All entries, exactly as written, should be output again.

[Data excerpts]
──────────────────────────────
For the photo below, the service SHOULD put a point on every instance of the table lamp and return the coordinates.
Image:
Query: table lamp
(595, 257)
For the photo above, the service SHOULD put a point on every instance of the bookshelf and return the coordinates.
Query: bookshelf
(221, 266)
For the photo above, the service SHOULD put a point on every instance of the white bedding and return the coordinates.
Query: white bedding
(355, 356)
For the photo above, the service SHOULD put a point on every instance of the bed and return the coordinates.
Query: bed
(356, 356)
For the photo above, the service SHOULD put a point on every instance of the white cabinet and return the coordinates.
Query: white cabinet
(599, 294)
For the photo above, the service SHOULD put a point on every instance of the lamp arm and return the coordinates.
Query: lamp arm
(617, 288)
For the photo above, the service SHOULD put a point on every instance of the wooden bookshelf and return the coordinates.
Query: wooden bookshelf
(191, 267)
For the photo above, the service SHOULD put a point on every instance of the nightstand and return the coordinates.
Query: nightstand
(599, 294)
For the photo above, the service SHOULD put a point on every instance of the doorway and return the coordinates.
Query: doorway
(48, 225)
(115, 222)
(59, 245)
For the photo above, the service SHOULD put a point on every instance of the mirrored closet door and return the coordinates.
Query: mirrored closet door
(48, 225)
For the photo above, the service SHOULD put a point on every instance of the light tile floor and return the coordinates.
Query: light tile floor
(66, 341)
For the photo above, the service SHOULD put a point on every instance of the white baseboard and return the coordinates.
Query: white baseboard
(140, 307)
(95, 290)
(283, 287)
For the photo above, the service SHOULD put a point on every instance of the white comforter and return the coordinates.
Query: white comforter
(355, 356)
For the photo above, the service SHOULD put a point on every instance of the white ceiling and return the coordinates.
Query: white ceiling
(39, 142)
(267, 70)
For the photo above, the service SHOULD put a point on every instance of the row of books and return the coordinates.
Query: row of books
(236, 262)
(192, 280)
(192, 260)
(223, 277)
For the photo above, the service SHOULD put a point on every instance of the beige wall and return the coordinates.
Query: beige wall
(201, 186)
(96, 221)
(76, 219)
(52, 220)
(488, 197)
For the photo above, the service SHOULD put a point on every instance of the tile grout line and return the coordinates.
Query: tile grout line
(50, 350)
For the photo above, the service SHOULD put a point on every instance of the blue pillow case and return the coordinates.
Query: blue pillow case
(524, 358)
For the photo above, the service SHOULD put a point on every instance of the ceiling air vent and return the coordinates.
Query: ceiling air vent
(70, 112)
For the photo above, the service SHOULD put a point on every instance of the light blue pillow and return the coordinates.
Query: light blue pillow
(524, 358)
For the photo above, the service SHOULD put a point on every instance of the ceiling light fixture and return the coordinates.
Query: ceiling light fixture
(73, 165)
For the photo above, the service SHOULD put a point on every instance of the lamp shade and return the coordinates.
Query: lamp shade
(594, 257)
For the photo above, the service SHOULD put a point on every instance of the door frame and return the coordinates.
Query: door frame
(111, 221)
──────────────────────────────
## [Written response]
For the photo below, the service SHOULD put a point on every instance of the table lamp and return the coordinates.
Image:
Query: table lamp
(595, 257)
For the photo above, the service SHOULD put a point on every instance of the bookshelf and return the coordinates.
Query: bookshelf
(221, 266)
For the photo above, the service SHOULD put a point on every instance of the white bedding and return the coordinates.
Query: white bedding
(355, 356)
For the photo above, the service SHOULD put a point on every instance of the bed and return the coordinates.
Query: bed
(356, 356)
For the photo above, the service SHOULD put a point on every instance of the white cabinet and return the coordinates.
Query: white cabinet
(599, 294)
For the photo above, the service SHOULD put a point on every instance of the lamp arm and return the coordinates.
Query: lamp arm
(617, 288)
For the photo above, the service SHOULD put a point on every instance of the wooden bookshelf and return the coordinates.
Query: wooden bookshelf
(191, 267)
For the photo above, the service SHOULD put a point on every instance of the nightstand and return the coordinates.
Query: nightstand
(599, 294)
For the photo above, the service SHOULD put a point on every instance of the doorway and return the coordinates.
Query: doorway
(48, 225)
(115, 222)
(59, 245)
For the photo above, the service SHOULD put a point on every instance of the mirrored closet door and return the coordinates.
Query: mirrored closet door
(48, 225)
For the photo above, the service SHOULD put a point on every instance of the light tile floor and return the coordinates.
Query: light tile floor
(66, 341)
For the photo above, the service SHOULD put a point on every instance of the white baseboard and return the coordinates.
Query: white baseboard
(140, 307)
(95, 290)
(283, 287)
For the photo above, the service SHOULD put a point on every instance of the white comforter and return the coordinates.
Query: white comforter
(355, 356)
For the photo above, the service SHOULD put a point on every instance of the white ceiling and return the coordinates.
Query: white ceiling
(39, 142)
(267, 70)
For the photo above, the service SHOULD put a point on every instance of the row of books and return the coordinates.
Query: row of books
(236, 262)
(192, 280)
(192, 260)
(223, 277)
For the photo above, the service SHOULD put a point on every instance of the beige wall and return the coordinates.
Query: beige wall
(201, 186)
(96, 221)
(76, 219)
(52, 220)
(488, 197)
For the photo above, the service SHOULD put a point on every instance of the tile grout line and return the coordinates.
Query: tile grout line
(50, 350)
For the photo above, the service SHOULD put a point on every instance of the blue pillow case and return the coordinates.
Query: blue pillow case
(524, 358)
For the photo above, the service SHOULD put a point on every instance of the ceiling air vent and return the coordinates.
Query: ceiling air vent
(70, 112)
For the photo above, the service SHOULD put a point on every instance of the light blue pillow and return the coordinates.
Query: light blue pillow
(524, 358)
For the photo above, the service SHOULD put a point on every instance of the ceiling light fixture and return the coordinates.
Query: ceiling light fixture
(73, 165)
For the photo above, the service SHOULD put a point on every instance of the lamp shade and return the coordinates.
Query: lamp shade
(594, 257)
For the photo above, the service SHOULD put a point on every instance of the door frame and return the coordinates.
Query: door frame
(111, 221)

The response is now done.